■ **Document text**
########
Appeal from the Circuit Court of DuPage County; the Hon. PHILLIP F. LOCKE, Judge, presiding. Reversed.


The trial court entered judgment in Quo Warrantor ousting the Village from certain territory alleged to have been annexed in 1923, and setting aside a 1967 annexation which would thereby lack contiguity to the Village.

The Village, appealing from the judgment, urges that there is no omission between the west boundary of the 1923 annexation and the east boundary of the 1967 annexation; but that, in any event, plaintiffs are estopped because of acquiescence in the exercise of jursidiction by Hinsdale in the disputed area for some 40 years.

Plaintiffs argue that no ambiguity exists with reference to the boundary description in the 1923 ordinance, and that the description in that ordinance clearly creates an omitted area between the territory described in the two ordinances; and that the Village did not sustain its burden of establishing de facto jurisdiction over the allegedly omitted area by a preponderance of the evidence.

Petitioners are the majority of property owners of record and the majority of electors in the disputed territory. Their request to the Attorney General and to the State's Attorney to institute the proceedings having been denied, they obtained leave of court to file the suit pursuant to Ill Rev Stats 1967, c 112, § 10. After a hearing before the court a judgment order of ouster was entered as to the disputed territory under the 1923 ordinance and the court also refused to vacate a previous order denying the annexation under the 1967 ordinance because of lack of contiguity.

The evidence consisting of the map accompanying the 1923 ordinance, together with expert testimony of petitioners' surveyor, would support a finding of fact that the description in the 1923 ordinance resulted in a substantial undescribed area between the 1923 and the 1967 annexations sufficient to support a judgment of ouster. We distinguish People ex rel. Chicago Title & Trust Co. v. City of Des Plaines, 76 Ill. App.2d 243, 222 N.E.2d 1 (1966). The gap between the areas annexed by the two ordinances in this case was a substantial area which could not be considered de minimis within the rule of the Des Plaines case.

We reverse the judgment below, however, because we believe it to be against the manifest weight of the evidence as we believe the Village has justified its authority by the exercise of de facto jurisdiction in the disputed area over a period of some 40 years with acquiescence of the public.

The answer of the Village, in addition to denying a gap in contiguity in the description of the territory sought to be annexed, alleged as an affirmative defense that the Village has "exercised jurisdiction over the area . . . for over 40 years . . . in the following manner:

"A. The property has been zoned by the Village of Hinsdale, a copy of the zoning map of the Village of Hinsdale being attached hereto as Exhibit `A.' There is no zoning classification for the subject property other than that established by the Village of Hinsdale Zoning Ordinance.

"B. Street addresses have been established in the area pursuant to a 1932 Ordinance of the Village of Hinsdale.
########
■ **Records supplied**
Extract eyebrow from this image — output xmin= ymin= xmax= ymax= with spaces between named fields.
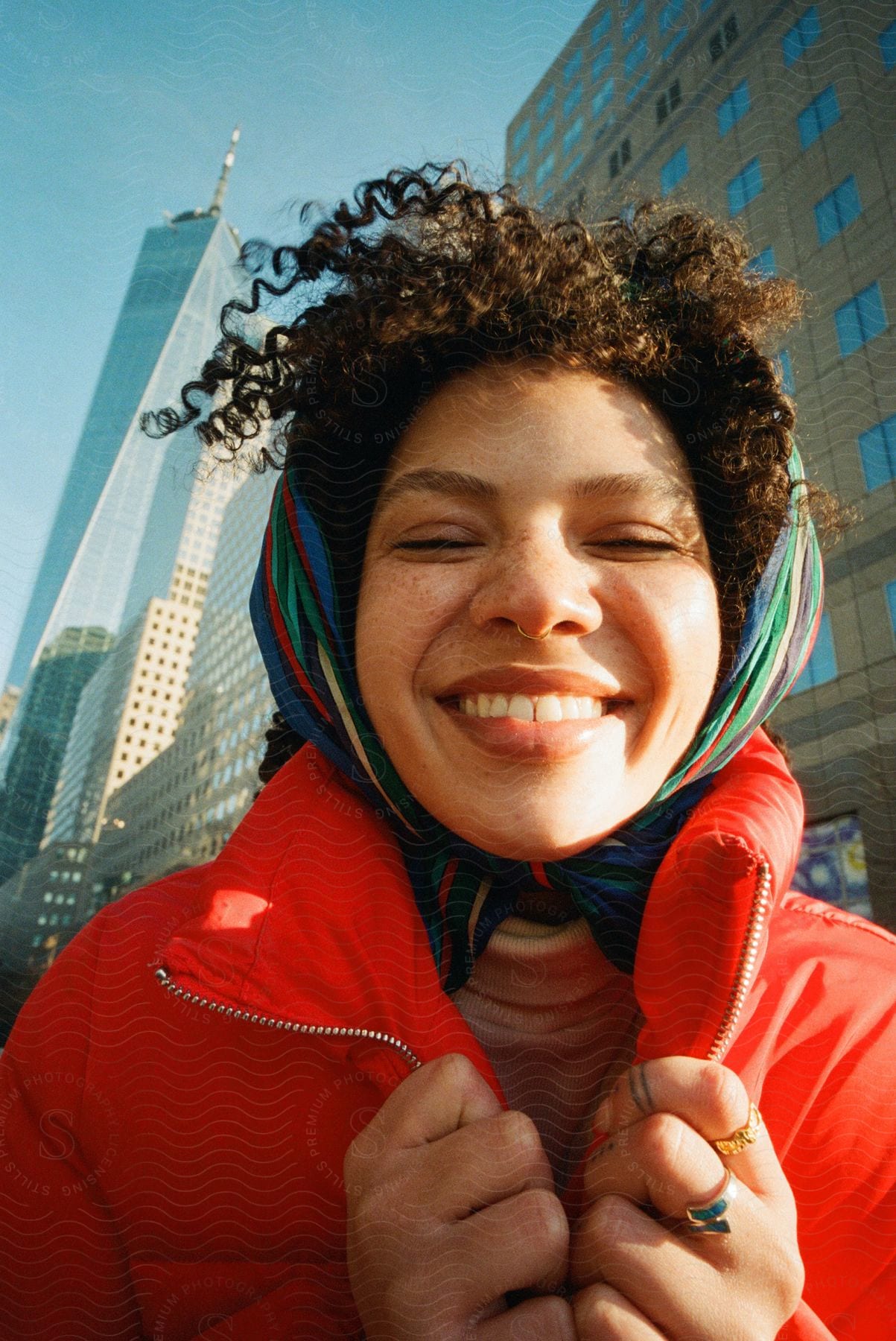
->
xmin=378 ymin=466 xmax=696 ymax=511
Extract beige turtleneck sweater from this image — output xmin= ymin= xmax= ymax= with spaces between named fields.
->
xmin=452 ymin=917 xmax=643 ymax=1193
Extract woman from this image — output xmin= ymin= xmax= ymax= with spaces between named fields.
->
xmin=0 ymin=165 xmax=896 ymax=1341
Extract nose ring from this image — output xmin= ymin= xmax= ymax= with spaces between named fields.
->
xmin=514 ymin=621 xmax=551 ymax=642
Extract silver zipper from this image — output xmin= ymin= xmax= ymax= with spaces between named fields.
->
xmin=156 ymin=861 xmax=772 ymax=1070
xmin=707 ymin=861 xmax=772 ymax=1062
xmin=150 ymin=966 xmax=422 ymax=1070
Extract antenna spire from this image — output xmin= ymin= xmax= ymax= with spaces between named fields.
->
xmin=208 ymin=126 xmax=240 ymax=216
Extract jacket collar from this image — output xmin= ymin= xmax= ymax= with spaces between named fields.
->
xmin=152 ymin=729 xmax=804 ymax=1086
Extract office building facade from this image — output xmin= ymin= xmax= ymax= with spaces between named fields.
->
xmin=0 ymin=627 xmax=114 ymax=884
xmin=506 ymin=0 xmax=896 ymax=928
xmin=92 ymin=471 xmax=278 ymax=901
xmin=0 ymin=133 xmax=248 ymax=875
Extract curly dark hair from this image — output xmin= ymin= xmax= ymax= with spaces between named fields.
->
xmin=142 ymin=159 xmax=848 ymax=781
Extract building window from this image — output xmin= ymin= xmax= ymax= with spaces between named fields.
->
xmin=743 ymin=247 xmax=778 ymax=279
xmin=710 ymin=15 xmax=739 ymax=60
xmin=728 ymin=158 xmax=762 ymax=218
xmin=591 ymin=42 xmax=613 ymax=80
xmin=660 ymin=145 xmax=688 ymax=196
xmin=656 ymin=79 xmax=681 ymax=126
xmin=717 ymin=79 xmax=750 ymax=136
xmin=792 ymin=815 xmax=872 ymax=919
xmin=591 ymin=10 xmax=613 ymax=45
xmin=514 ymin=117 xmax=533 ymax=154
xmin=797 ymin=84 xmax=839 ymax=149
xmin=657 ymin=0 xmax=684 ymax=32
xmin=625 ymin=37 xmax=646 ymax=79
xmin=563 ymin=117 xmax=583 ymax=154
xmin=877 ymin=19 xmax=896 ymax=70
xmin=536 ymin=149 xmax=554 ymax=186
xmin=777 ymin=349 xmax=797 ymax=396
xmin=623 ymin=0 xmax=645 ymax=42
xmin=591 ymin=75 xmax=614 ymax=117
xmin=859 ymin=414 xmax=896 ymax=493
xmin=563 ymin=47 xmax=582 ymax=83
xmin=563 ymin=79 xmax=582 ymax=117
xmin=781 ymin=4 xmax=821 ymax=66
xmin=610 ymin=138 xmax=632 ymax=177
xmin=884 ymin=582 xmax=896 ymax=638
xmin=536 ymin=117 xmax=554 ymax=154
xmin=834 ymin=280 xmax=886 ymax=358
xmin=663 ymin=27 xmax=688 ymax=60
xmin=816 ymin=176 xmax=861 ymax=247
xmin=790 ymin=614 xmax=837 ymax=694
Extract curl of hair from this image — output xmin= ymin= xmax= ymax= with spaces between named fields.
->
xmin=144 ymin=161 xmax=849 ymax=775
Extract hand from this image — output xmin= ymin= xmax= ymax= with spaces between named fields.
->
xmin=570 ymin=1056 xmax=805 ymax=1341
xmin=343 ymin=1053 xmax=576 ymax=1341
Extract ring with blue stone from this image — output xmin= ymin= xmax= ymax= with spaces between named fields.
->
xmin=685 ymin=1170 xmax=737 ymax=1234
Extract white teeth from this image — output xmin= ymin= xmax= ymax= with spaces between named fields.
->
xmin=460 ymin=694 xmax=605 ymax=721
xmin=507 ymin=694 xmax=536 ymax=721
xmin=536 ymin=694 xmax=563 ymax=721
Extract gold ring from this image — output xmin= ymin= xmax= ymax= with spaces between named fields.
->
xmin=710 ymin=1103 xmax=762 ymax=1155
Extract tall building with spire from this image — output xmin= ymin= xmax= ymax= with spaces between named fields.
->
xmin=0 ymin=136 xmax=248 ymax=875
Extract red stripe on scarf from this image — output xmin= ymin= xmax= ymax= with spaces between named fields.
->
xmin=264 ymin=527 xmax=333 ymax=726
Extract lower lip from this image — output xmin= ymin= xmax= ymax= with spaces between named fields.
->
xmin=439 ymin=703 xmax=632 ymax=759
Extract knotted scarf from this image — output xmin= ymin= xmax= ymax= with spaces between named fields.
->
xmin=250 ymin=441 xmax=822 ymax=991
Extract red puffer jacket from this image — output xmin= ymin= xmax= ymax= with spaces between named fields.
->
xmin=0 ymin=732 xmax=896 ymax=1341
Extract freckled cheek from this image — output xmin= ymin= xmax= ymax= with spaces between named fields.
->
xmin=358 ymin=565 xmax=467 ymax=696
xmin=626 ymin=577 xmax=720 ymax=689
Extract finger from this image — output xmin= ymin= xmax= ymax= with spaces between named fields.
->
xmin=570 ymin=1196 xmax=740 ymax=1341
xmin=582 ymin=1113 xmax=756 ymax=1234
xmin=475 ymin=1294 xmax=579 ymax=1341
xmin=571 ymin=1284 xmax=665 ymax=1341
xmin=352 ymin=1053 xmax=502 ymax=1165
xmin=458 ymin=1190 xmax=569 ymax=1301
xmin=407 ymin=1109 xmax=554 ymax=1223
xmin=594 ymin=1056 xmax=795 ymax=1215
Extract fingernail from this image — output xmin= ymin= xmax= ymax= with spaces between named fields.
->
xmin=585 ymin=1128 xmax=610 ymax=1160
xmin=591 ymin=1098 xmax=610 ymax=1132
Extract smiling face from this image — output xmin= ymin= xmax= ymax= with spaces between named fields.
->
xmin=357 ymin=365 xmax=720 ymax=861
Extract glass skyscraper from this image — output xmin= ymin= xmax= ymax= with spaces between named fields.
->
xmin=0 ymin=131 xmax=248 ymax=873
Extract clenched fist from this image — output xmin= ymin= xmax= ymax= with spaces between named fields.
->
xmin=343 ymin=1053 xmax=576 ymax=1341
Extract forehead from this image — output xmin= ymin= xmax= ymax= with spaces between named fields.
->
xmin=387 ymin=365 xmax=692 ymax=491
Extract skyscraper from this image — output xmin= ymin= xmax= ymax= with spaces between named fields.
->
xmin=507 ymin=0 xmax=896 ymax=927
xmin=0 ymin=130 xmax=247 ymax=875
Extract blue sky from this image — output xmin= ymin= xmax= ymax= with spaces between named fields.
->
xmin=0 ymin=0 xmax=593 ymax=687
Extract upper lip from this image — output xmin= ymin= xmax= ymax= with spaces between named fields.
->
xmin=436 ymin=667 xmax=626 ymax=703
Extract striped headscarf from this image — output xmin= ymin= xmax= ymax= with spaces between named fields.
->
xmin=250 ymin=440 xmax=822 ymax=991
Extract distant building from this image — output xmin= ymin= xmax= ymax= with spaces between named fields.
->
xmin=0 ymin=684 xmax=22 ymax=741
xmin=0 ymin=133 xmax=248 ymax=875
xmin=43 ymin=466 xmax=238 ymax=843
xmin=92 ymin=471 xmax=278 ymax=901
xmin=0 ymin=629 xmax=114 ymax=882
xmin=507 ymin=0 xmax=896 ymax=929
xmin=2 ymin=133 xmax=247 ymax=684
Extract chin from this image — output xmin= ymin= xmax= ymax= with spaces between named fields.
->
xmin=448 ymin=821 xmax=623 ymax=862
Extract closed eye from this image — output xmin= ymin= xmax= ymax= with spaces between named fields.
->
xmin=393 ymin=539 xmax=471 ymax=550
xmin=589 ymin=536 xmax=676 ymax=550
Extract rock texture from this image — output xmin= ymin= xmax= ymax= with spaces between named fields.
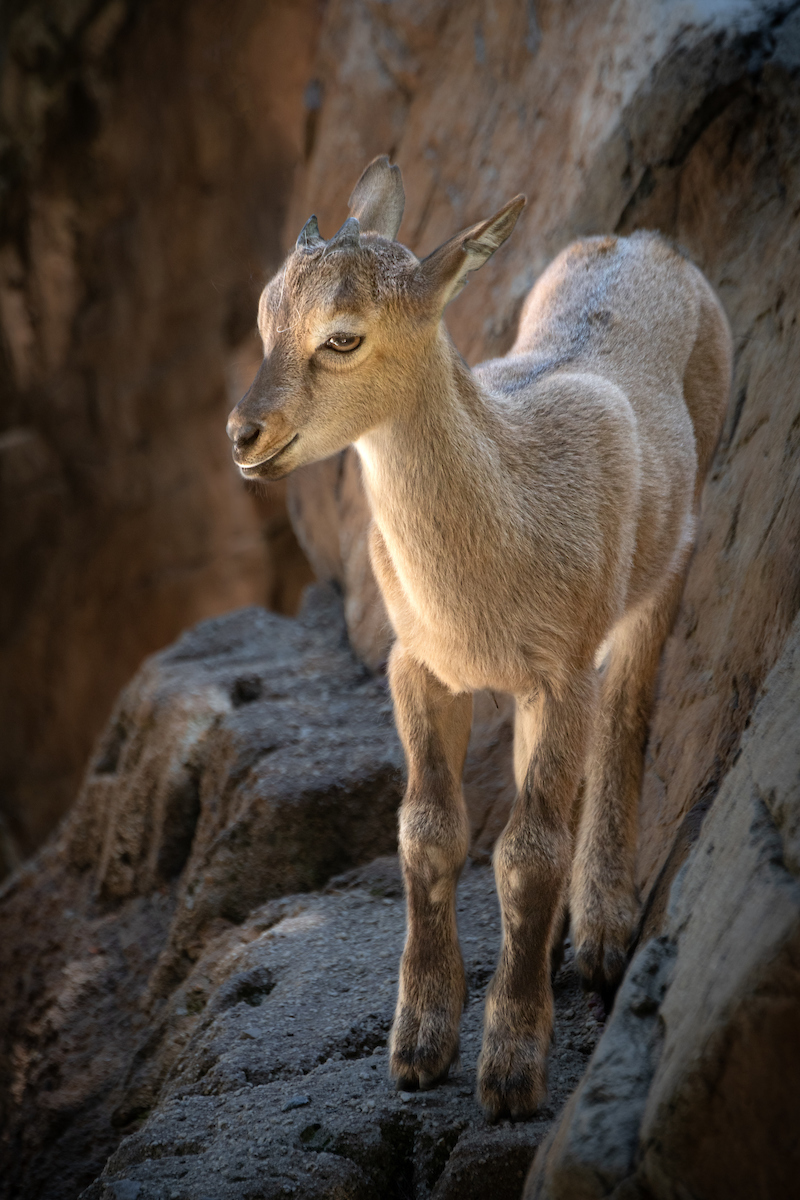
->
xmin=0 ymin=588 xmax=402 ymax=1196
xmin=0 ymin=0 xmax=800 ymax=1200
xmin=525 ymin=620 xmax=800 ymax=1200
xmin=0 ymin=0 xmax=319 ymax=874
xmin=287 ymin=0 xmax=800 ymax=916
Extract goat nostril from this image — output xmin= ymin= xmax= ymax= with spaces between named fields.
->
xmin=236 ymin=425 xmax=261 ymax=446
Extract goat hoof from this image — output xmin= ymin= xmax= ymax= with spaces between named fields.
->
xmin=575 ymin=938 xmax=628 ymax=1012
xmin=477 ymin=1036 xmax=547 ymax=1121
xmin=389 ymin=1006 xmax=458 ymax=1092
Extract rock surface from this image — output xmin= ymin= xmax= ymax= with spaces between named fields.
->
xmin=0 ymin=0 xmax=800 ymax=1200
xmin=287 ymin=0 xmax=800 ymax=916
xmin=0 ymin=588 xmax=402 ymax=1196
xmin=83 ymin=859 xmax=600 ymax=1200
xmin=525 ymin=620 xmax=800 ymax=1200
xmin=0 ymin=0 xmax=319 ymax=875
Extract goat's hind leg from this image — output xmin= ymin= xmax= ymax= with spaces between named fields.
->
xmin=479 ymin=670 xmax=596 ymax=1118
xmin=570 ymin=570 xmax=684 ymax=1004
xmin=389 ymin=646 xmax=473 ymax=1090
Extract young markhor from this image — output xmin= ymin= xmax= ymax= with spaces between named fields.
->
xmin=228 ymin=157 xmax=730 ymax=1117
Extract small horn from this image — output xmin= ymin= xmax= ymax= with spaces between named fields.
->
xmin=296 ymin=216 xmax=323 ymax=250
xmin=327 ymin=217 xmax=361 ymax=250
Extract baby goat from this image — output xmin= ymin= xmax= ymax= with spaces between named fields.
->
xmin=228 ymin=157 xmax=730 ymax=1117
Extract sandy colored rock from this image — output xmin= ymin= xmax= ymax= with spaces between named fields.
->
xmin=281 ymin=0 xmax=800 ymax=932
xmin=0 ymin=0 xmax=800 ymax=1200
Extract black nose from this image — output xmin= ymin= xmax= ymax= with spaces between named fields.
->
xmin=234 ymin=421 xmax=261 ymax=450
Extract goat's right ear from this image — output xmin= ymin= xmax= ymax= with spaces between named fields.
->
xmin=348 ymin=154 xmax=405 ymax=241
xmin=419 ymin=196 xmax=527 ymax=308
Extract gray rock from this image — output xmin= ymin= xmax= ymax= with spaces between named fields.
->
xmin=525 ymin=618 xmax=800 ymax=1200
xmin=84 ymin=858 xmax=601 ymax=1200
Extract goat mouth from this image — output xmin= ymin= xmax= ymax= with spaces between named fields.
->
xmin=237 ymin=433 xmax=300 ymax=478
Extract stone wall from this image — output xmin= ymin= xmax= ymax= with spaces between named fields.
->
xmin=0 ymin=0 xmax=800 ymax=1200
xmin=0 ymin=0 xmax=319 ymax=875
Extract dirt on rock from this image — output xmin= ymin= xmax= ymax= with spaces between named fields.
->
xmin=0 ymin=0 xmax=800 ymax=1200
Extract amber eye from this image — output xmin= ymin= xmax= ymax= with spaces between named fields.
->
xmin=324 ymin=334 xmax=362 ymax=354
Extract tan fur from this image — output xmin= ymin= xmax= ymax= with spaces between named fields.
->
xmin=229 ymin=158 xmax=730 ymax=1116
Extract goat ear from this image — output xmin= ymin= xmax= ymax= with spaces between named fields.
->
xmin=420 ymin=196 xmax=525 ymax=308
xmin=348 ymin=154 xmax=405 ymax=241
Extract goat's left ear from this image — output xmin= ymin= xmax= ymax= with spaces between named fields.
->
xmin=419 ymin=196 xmax=525 ymax=308
xmin=348 ymin=154 xmax=405 ymax=241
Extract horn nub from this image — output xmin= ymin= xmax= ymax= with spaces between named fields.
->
xmin=327 ymin=217 xmax=361 ymax=250
xmin=296 ymin=216 xmax=323 ymax=250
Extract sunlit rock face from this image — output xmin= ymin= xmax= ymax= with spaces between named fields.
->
xmin=0 ymin=0 xmax=800 ymax=1200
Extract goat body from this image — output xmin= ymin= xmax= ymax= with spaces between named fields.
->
xmin=229 ymin=158 xmax=730 ymax=1116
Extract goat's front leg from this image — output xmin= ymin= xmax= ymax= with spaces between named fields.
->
xmin=477 ymin=670 xmax=595 ymax=1120
xmin=389 ymin=644 xmax=473 ymax=1090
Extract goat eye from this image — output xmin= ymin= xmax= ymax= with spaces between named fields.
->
xmin=325 ymin=334 xmax=362 ymax=354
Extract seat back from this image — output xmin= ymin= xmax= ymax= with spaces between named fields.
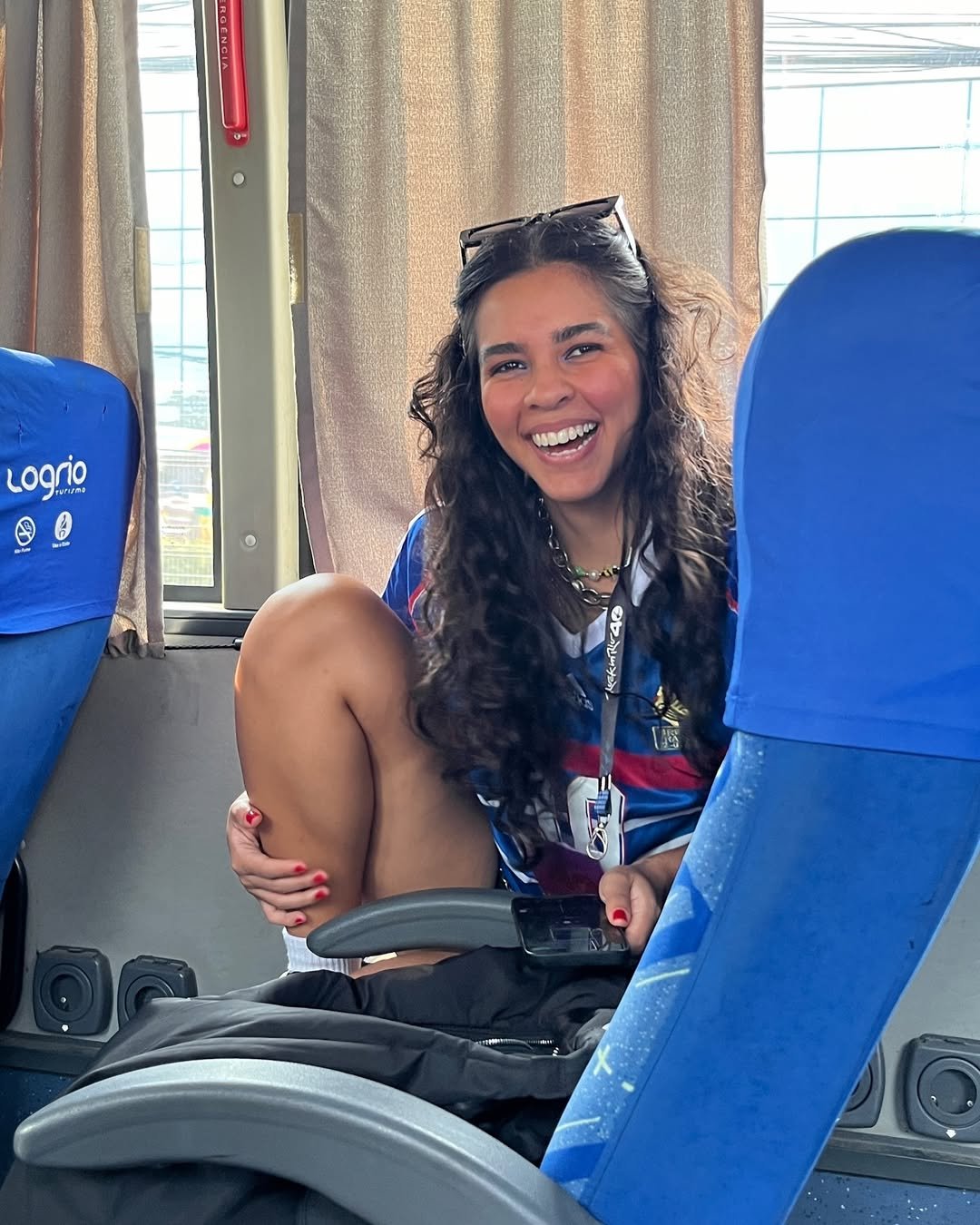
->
xmin=543 ymin=230 xmax=980 ymax=1225
xmin=0 ymin=349 xmax=139 ymax=881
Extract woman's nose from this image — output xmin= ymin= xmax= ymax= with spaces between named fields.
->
xmin=525 ymin=365 xmax=572 ymax=408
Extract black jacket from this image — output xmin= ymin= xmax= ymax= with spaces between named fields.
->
xmin=0 ymin=948 xmax=629 ymax=1225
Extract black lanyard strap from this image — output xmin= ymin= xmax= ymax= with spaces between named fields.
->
xmin=585 ymin=566 xmax=632 ymax=858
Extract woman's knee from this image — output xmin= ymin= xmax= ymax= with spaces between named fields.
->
xmin=237 ymin=574 xmax=408 ymax=696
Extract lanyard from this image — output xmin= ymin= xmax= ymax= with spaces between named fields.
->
xmin=585 ymin=563 xmax=632 ymax=860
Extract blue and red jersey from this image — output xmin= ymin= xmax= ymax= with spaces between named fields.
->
xmin=382 ymin=514 xmax=736 ymax=893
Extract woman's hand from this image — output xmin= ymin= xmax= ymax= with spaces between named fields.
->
xmin=599 ymin=847 xmax=687 ymax=956
xmin=224 ymin=791 xmax=329 ymax=927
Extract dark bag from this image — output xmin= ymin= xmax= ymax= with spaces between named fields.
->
xmin=0 ymin=948 xmax=629 ymax=1225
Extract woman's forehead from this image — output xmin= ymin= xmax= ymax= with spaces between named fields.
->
xmin=474 ymin=263 xmax=616 ymax=344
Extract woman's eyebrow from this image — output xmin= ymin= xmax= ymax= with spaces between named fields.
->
xmin=480 ymin=340 xmax=524 ymax=361
xmin=552 ymin=319 xmax=612 ymax=344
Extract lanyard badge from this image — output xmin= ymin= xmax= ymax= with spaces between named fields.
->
xmin=585 ymin=568 xmax=631 ymax=860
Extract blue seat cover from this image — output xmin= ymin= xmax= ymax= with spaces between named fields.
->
xmin=543 ymin=230 xmax=980 ymax=1225
xmin=0 ymin=349 xmax=139 ymax=881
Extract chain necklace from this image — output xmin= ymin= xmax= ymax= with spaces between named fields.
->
xmin=538 ymin=498 xmax=630 ymax=608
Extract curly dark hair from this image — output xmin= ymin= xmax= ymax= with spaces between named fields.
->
xmin=409 ymin=217 xmax=734 ymax=849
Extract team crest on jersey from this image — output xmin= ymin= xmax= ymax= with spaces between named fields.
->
xmin=652 ymin=685 xmax=687 ymax=753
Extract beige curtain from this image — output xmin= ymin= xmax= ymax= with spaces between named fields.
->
xmin=289 ymin=0 xmax=763 ymax=587
xmin=0 ymin=0 xmax=163 ymax=654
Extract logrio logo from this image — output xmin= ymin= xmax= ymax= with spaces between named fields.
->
xmin=7 ymin=456 xmax=88 ymax=503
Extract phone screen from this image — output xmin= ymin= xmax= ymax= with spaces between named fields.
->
xmin=511 ymin=893 xmax=630 ymax=965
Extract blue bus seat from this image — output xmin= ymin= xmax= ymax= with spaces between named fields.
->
xmin=543 ymin=230 xmax=980 ymax=1225
xmin=0 ymin=349 xmax=140 ymax=881
xmin=4 ymin=230 xmax=980 ymax=1225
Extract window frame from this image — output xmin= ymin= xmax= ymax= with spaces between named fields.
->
xmin=154 ymin=0 xmax=300 ymax=612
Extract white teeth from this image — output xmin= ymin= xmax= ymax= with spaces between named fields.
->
xmin=531 ymin=421 xmax=599 ymax=449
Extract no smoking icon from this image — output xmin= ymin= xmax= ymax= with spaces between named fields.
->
xmin=14 ymin=514 xmax=38 ymax=549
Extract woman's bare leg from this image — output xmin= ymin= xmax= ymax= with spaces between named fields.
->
xmin=235 ymin=574 xmax=497 ymax=936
########
■ **Stated task 1**
Decide whether each statement agrees with the Hinsdale annexation opinion, answering yes or no and quoting the deciding words: (a) The trial court set aside a 1967 annexation. (b) The reviewing court treated the gap between the two annexed areas as de minimis. (c) Street addresses in the disputed area were established under a 1923 ordinance.
■ **Stated task 2**
According to the Hinsdale annexation opinion, under what statutory provision did the petitioners obtain leave to file the suit?
None of the data is needed here.

■ **Finished answer 1**
(a) Yes: "setting aside a 1967 annexation which would thereby lack contiguity to the Village."
(b) No: "a substantial area which could not be considered de minimis"
(c) No: "Street addresses have been established in the area pursuant to a 1932 Ordinance of the Village of Hinsdale."

■ **Finished answer 2**
Ill Rev Stats 1967, c 112, § 10.